▶ [Required tasks]:
• A. In the Michael Sivy interview transcript, what is the title of the piece he published on the magazine's website?
• B. Extend the Michael Sivy interview transcript past its final line.

>> begin Passage given

Michael Sivy
original airdate August 20, 2007
In addition to being editor-at-large at MONEY magazine, Michael Sivy also writes a monthly column on investing strategy that focuses on America's top companies and helps readers invest for long-term growth. He initially joined the magazine as a staff writer, but left for stints as a securities analyst and an analyst for the equity-trading division of a commodities brokerage. He's also worked on projects in Hong Kong and London to expand TIME International's personal finance coverage.
Michael Sivy
Tavis: Michael Sivy serves as editor-at-large for "Money" magazine. Late last week on the magazine's website he published a piece about the current credit and stock market turbulence called "Your Best Moves in a Crazy Market." He joins us tonight from New York. Mr. Sivy, nice to have you on the program.
Michael Sivy: I'm delighted to be here.
Tavis: Let me start with a basic, fundamental question: what is going on?

>> end Passage given
>> begin Supplied information

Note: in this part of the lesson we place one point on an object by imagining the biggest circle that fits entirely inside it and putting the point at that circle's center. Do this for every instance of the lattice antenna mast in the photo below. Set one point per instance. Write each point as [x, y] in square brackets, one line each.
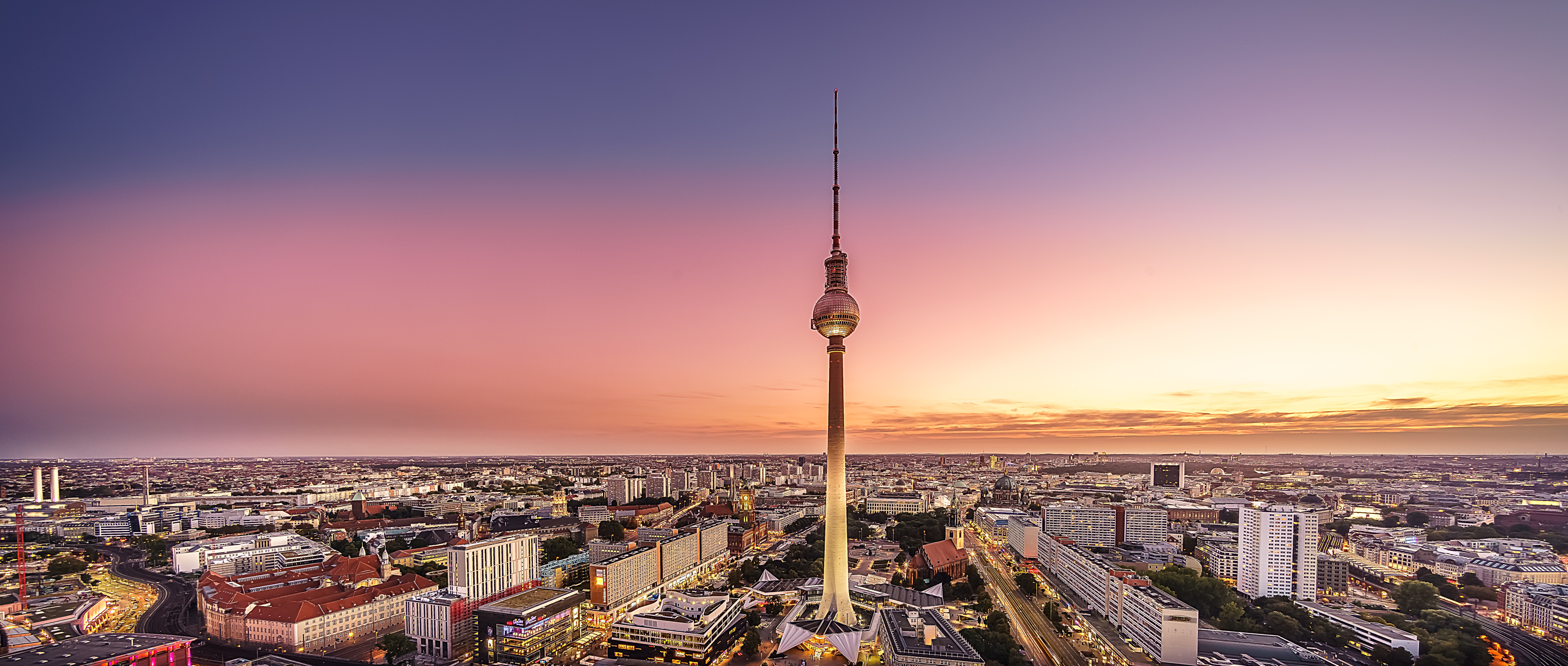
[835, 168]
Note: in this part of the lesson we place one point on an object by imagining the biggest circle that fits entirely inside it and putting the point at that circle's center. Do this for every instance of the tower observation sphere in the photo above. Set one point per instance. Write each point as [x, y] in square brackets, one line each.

>> end Supplied information

▶ [Outputs]:
• A. "Your Best Moves in a Crazy Market"

• B.
Sivy: Well, this is sort of the equivalent of an old-fashioned, 19th century bank panic, where there are fears about the soundness of credit, and the danger is that lenders will stop lending. And that's the only thing that can become really serious, and that's what the fed stepped in on Friday to prevent and to signal that it'll do more to prevent. So assuming that all that is done properly, this is a serious situation but it's not a disaster.
Tavis: Tell me more - to your point of a moment ago - tell me more about what they are panicked about. What are they panicked about? What led to this panic?
Sivy: Well, American society today in general is just too dependent on debt, and you've had a lot of borrowing, a lot of mortgages being made to people whose creditworthiness is not very good, or who will have trouble paying the mortgage payments every month, and a lot of lenders were kind of irresponsible about the way they did it and they offered a lot of mortgages and other kinds of loans without any kind of real oversight of the creditworthiness of the people they were extending the credit to.
And now, because interest rates are rising and the housing markets are a little softer, you're seeing that start to unravel. And the actual scale of the losses is not that huge. It's not comparable to the S&L crisis of 18 years ago, but the fear that it can engender - if people begin to worry about lending in general - is the thing that can cause the shocks.
And that's what motivated the fed to cut the discount rate - that the fear of lending and the fear of the soundness of loans was spreading beyond so-called subprime loans into regular loans, and the debt that is essential for any modern society to run on.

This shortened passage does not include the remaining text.